--- Source material Enclosed Below ---

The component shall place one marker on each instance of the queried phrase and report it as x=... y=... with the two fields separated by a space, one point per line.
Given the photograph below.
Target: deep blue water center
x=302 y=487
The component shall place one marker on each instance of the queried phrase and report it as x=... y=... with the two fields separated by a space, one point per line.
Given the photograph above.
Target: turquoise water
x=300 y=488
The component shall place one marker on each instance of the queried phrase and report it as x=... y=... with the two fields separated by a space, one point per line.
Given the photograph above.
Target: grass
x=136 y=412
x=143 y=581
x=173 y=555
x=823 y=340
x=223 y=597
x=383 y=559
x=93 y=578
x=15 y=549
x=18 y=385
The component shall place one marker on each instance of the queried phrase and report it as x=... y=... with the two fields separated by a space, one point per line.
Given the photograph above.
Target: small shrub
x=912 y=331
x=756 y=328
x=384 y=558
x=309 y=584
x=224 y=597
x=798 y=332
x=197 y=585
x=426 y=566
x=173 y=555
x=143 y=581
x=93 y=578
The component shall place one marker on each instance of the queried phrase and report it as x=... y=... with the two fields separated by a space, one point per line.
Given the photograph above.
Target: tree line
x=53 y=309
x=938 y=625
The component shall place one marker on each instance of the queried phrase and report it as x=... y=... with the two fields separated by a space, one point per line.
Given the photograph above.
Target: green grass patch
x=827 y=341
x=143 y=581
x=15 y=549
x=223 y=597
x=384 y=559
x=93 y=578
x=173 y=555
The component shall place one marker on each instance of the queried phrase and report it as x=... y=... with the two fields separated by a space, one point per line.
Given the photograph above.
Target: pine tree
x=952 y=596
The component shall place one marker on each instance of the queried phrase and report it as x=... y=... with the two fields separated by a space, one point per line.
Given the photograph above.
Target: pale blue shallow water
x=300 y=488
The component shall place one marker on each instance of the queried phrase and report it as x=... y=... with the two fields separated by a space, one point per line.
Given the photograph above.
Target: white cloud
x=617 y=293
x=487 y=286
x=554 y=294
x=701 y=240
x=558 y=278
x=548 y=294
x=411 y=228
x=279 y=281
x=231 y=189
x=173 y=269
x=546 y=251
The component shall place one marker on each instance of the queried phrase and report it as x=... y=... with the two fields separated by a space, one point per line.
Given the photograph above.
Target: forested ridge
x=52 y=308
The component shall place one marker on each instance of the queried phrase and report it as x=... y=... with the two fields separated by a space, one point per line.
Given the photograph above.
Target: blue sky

--- End of Enclosed Source material ---

Write out all of the entries above, exactly and in full.

_Task solution_.
The component shall place one marker on each instance of the queried phrase and report it as x=... y=... with the two fields separated by a space, one point per line.
Given the photograph below.
Target: deep blue water center
x=302 y=487
The component shall place one marker on each instance of the queried phrase and report it as x=... y=... with the two fields separated by a space, one point per line.
Given the photograph above.
Target: turquoise water
x=300 y=488
The component shall place one marker on each instance of the queried phrase and report it as x=... y=... with the two fields separated by a space, one point per line.
Given the photograph above.
Target: grass
x=136 y=412
x=143 y=581
x=173 y=555
x=823 y=340
x=223 y=597
x=383 y=559
x=93 y=578
x=15 y=549
x=18 y=385
The component shall place one marker on each instance of the queried phrase and report it as x=... y=... with the two fields separated by a space, one point per line.
Given the photograph above.
Target: small shrub
x=912 y=331
x=756 y=328
x=384 y=558
x=309 y=584
x=224 y=597
x=798 y=332
x=197 y=585
x=426 y=566
x=173 y=555
x=143 y=581
x=93 y=578
The component shall place one marker on each instance of the queried phrase and report it as x=... y=... with the two fields separated by a space, one point per line.
Given the photograph above.
Target: tree line
x=53 y=309
x=938 y=625
The component shall place one marker on each instance of the queried phrase and report it as x=... y=... with the two fields separated by a space, one point per line.
Given the photograph above.
Target: green grass patch
x=827 y=341
x=143 y=581
x=15 y=549
x=223 y=597
x=384 y=559
x=93 y=578
x=173 y=555
The component shall place one marker on each instance of the queried phrase and report it as x=... y=... with the two fields separated by a space, one point per line.
Given the photograph above.
Target: pine tree
x=952 y=596
The component shall place one marker on each instance of the queried phrase and report it as x=... y=... with the two fields separated by a space, one point per line.
Given the photograph above.
Target: pale blue shallow water
x=300 y=488
The component shall place one marker on each instance of the queried phrase and report it as x=... y=... with the two fields separated by a space, one point per line.
Given the photograph above.
Target: white cloud
x=617 y=293
x=487 y=286
x=554 y=294
x=701 y=240
x=558 y=278
x=548 y=294
x=411 y=228
x=279 y=281
x=231 y=189
x=173 y=269
x=546 y=251
The component shall place one marker on each instance of the queried phrase and report it as x=... y=... with the two fields separated by a space, one point per line.
Given the photograph above.
Target: forested ridge
x=52 y=308
The component shall place one marker on each instance of the queried phrase and report it as x=... y=... with the two fields separated by a space, one point per line.
Given the photograph above.
Target: blue sky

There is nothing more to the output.